Exercise => In the article on the Georgia governor debate, which organization sponsored the debate?

Passage provided =>
Content starts

The Daily Citizen, Dalton, GA

August 29, 2010

Candidates for governor talk health care at debate

By Aaron Gould Sheinin, Cameron McWhirter and Steve Visser The Atlanta Journal-Constitution
Dalton Daily Citizen

DALTON — The men who want to be Georgia’s next governor clashed Saturday over tort reform, embryonic stem cell research and Medicaid funding in their first formal debate since the November ballot was set earlier this month.

Democrat Roy Barnes, Republican Nathan Deal and Libertarian John Monds appeared together for the first time in a debate sponsored by the Medical Association of Georgia at the Cobb Energy Center.

Given the sponsor’s focus, the questions were dominated by health care matters. Barnes and Deal agreed on much, including the need to create incentives to attract primary care physicians to rural parts of the state. But they differed on many other topics.

On tort reform, Deal decried a state Supreme Court ruling in March that struck down limits on jury awards in medical malpractice cases created by a landmark 2005 state law. The former congressman said the state should amend its constitution to re-create the limits.

Voters, he said, “would overwhelmingly say yes because they understand the practical consequences of it.”

But Barnes said he was firmly against amending the constitution and said juries and judges should be trusted.

“Generally, the jury does the right thing,” Barnes said. “Occasionally, they get cranked up and don’t. And in those cases we give judges the right to correct that.”

Barnes said he also favors “cracking down on frivolous cases” through fines and awarding of attorneys fees to parties who are subject to such suits.

Monds’ view came closest to that of Barnes, although he said he wasn’t familiar with the Supreme Court ruling.

“In any instance that you can, the people should be trusted and given the ability to allow their judgment to prevail,” he said, “whether it’s in the voting process or in cases with these damages.”

On Medicaid, Deal said the cost has skyrocketed and will only get worse under the federal health care bill that is now law. He said he favors requiring Medicaid co-pays for patients who visit emergency rooms for nonemergency care and would create Medicaid clinics for primary care.

“We need to change the direction of health care in our state,” Deal said, adding that school lunches should be healthier and that schools should have exercise programs that will help create a healthier population.

Monds said the way to fix Medicaid is to fix the economy. A better economy will create more jobs and lower the Medicaid rolls.

Barnes said Medicaid’s costs are not just hurting the government’s bottom line, they’re also hurting doctors, who are losing money seeing Medicaid patients due to low reimbursement rates.

Barnes said if he were a doctor, “I don’t know if I’d be accepting Medicaid right now.”

When the subject turned to stem cell research, Barnes and Deal disagreed on the use of embryos.

“I don’t oppose embryonic stem cell research,” Deal said. “What I oppose is creating life for the purpose of taking that life for research purposes.”

Deal, who voted against embryonic stem cell research while in Congress, said he favored the use of “cord” blood and other mechanisms to meet the same end result, calling for research that is “scientifically appropriate as well as morally appropriate.”

But Barnes said that’s not enough, and returned the topic in his closing statement. Banning the creation of embryos in a lab for scientific reasons “will bring embryonic research to a screeching halt. Are we going to be a modern state or are we going to go backward?”

There were few fireworks in this opening debate of the general election and the candidates largely refrained from attacking one another. Barnes and Deal, however, did clash over Deal’s refusal to release his tax records and the fact that neither had success in solving the state’s water woes in their previous positions.

Content ends

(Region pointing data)
Content starts

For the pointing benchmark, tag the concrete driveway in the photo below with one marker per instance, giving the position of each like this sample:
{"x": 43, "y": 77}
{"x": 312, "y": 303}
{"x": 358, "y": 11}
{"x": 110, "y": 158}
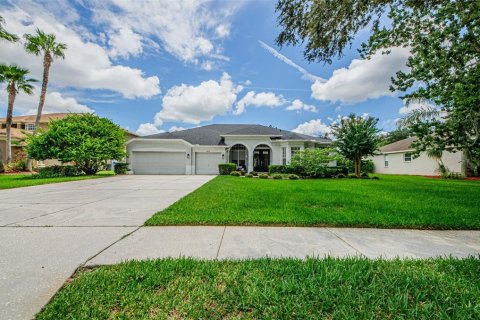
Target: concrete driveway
{"x": 48, "y": 231}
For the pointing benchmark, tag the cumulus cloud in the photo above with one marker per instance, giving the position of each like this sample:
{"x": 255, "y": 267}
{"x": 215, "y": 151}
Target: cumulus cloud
{"x": 261, "y": 99}
{"x": 193, "y": 104}
{"x": 363, "y": 79}
{"x": 87, "y": 65}
{"x": 298, "y": 105}
{"x": 314, "y": 127}
{"x": 146, "y": 129}
{"x": 187, "y": 29}
{"x": 54, "y": 103}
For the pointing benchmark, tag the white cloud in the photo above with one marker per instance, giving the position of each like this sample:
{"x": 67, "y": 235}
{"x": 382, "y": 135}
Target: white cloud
{"x": 124, "y": 43}
{"x": 146, "y": 129}
{"x": 298, "y": 105}
{"x": 314, "y": 127}
{"x": 193, "y": 104}
{"x": 363, "y": 79}
{"x": 187, "y": 29}
{"x": 281, "y": 57}
{"x": 86, "y": 65}
{"x": 262, "y": 99}
{"x": 54, "y": 102}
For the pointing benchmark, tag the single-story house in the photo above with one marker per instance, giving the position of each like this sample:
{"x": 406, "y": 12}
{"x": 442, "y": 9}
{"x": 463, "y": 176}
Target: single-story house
{"x": 396, "y": 158}
{"x": 200, "y": 150}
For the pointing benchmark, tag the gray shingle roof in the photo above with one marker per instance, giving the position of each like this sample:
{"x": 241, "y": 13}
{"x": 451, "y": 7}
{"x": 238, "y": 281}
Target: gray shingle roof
{"x": 213, "y": 134}
{"x": 401, "y": 145}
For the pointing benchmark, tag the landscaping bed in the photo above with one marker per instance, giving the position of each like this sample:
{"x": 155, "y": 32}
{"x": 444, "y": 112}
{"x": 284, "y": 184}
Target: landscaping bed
{"x": 390, "y": 202}
{"x": 329, "y": 288}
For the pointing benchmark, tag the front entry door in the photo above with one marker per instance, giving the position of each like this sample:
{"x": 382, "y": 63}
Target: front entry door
{"x": 261, "y": 160}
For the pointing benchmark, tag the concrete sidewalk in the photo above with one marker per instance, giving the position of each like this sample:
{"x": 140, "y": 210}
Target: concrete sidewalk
{"x": 255, "y": 242}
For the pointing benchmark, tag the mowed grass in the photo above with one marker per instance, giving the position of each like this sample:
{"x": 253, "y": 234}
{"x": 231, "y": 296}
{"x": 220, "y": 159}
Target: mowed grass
{"x": 391, "y": 202}
{"x": 330, "y": 288}
{"x": 9, "y": 181}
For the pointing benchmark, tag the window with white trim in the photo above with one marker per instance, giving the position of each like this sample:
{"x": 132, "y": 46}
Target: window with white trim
{"x": 407, "y": 157}
{"x": 294, "y": 150}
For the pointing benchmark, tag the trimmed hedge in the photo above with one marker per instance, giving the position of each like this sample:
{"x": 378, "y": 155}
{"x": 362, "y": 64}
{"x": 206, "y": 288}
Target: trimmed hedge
{"x": 121, "y": 168}
{"x": 226, "y": 168}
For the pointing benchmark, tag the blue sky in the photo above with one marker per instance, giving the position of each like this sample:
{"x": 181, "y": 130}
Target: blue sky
{"x": 154, "y": 66}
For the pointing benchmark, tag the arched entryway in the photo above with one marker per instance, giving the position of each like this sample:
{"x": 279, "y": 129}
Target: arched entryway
{"x": 261, "y": 158}
{"x": 239, "y": 155}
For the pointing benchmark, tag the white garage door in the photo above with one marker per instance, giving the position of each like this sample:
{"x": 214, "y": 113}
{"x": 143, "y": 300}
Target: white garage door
{"x": 158, "y": 162}
{"x": 207, "y": 162}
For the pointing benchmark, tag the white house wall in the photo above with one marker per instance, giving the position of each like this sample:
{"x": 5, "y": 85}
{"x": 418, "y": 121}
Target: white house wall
{"x": 423, "y": 165}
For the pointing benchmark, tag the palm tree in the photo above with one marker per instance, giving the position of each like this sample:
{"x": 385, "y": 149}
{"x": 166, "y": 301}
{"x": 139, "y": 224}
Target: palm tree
{"x": 37, "y": 44}
{"x": 4, "y": 34}
{"x": 17, "y": 82}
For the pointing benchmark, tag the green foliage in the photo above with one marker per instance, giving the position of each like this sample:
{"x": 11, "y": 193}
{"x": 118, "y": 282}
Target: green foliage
{"x": 315, "y": 162}
{"x": 87, "y": 140}
{"x": 58, "y": 171}
{"x": 366, "y": 167}
{"x": 443, "y": 68}
{"x": 121, "y": 168}
{"x": 226, "y": 168}
{"x": 356, "y": 138}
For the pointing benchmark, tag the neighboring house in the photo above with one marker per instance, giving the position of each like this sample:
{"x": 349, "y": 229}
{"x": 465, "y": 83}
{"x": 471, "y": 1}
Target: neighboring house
{"x": 22, "y": 125}
{"x": 200, "y": 150}
{"x": 396, "y": 158}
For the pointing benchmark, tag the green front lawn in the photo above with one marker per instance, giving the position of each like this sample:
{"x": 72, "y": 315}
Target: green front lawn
{"x": 391, "y": 202}
{"x": 9, "y": 181}
{"x": 273, "y": 289}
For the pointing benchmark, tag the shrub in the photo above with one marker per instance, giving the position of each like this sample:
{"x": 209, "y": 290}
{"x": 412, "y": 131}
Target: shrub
{"x": 59, "y": 171}
{"x": 121, "y": 168}
{"x": 452, "y": 175}
{"x": 226, "y": 168}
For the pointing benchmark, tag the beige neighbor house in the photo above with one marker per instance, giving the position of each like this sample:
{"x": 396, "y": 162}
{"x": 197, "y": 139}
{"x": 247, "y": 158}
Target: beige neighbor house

Content ends

Solution to this exercise => The Medical Association of Georgia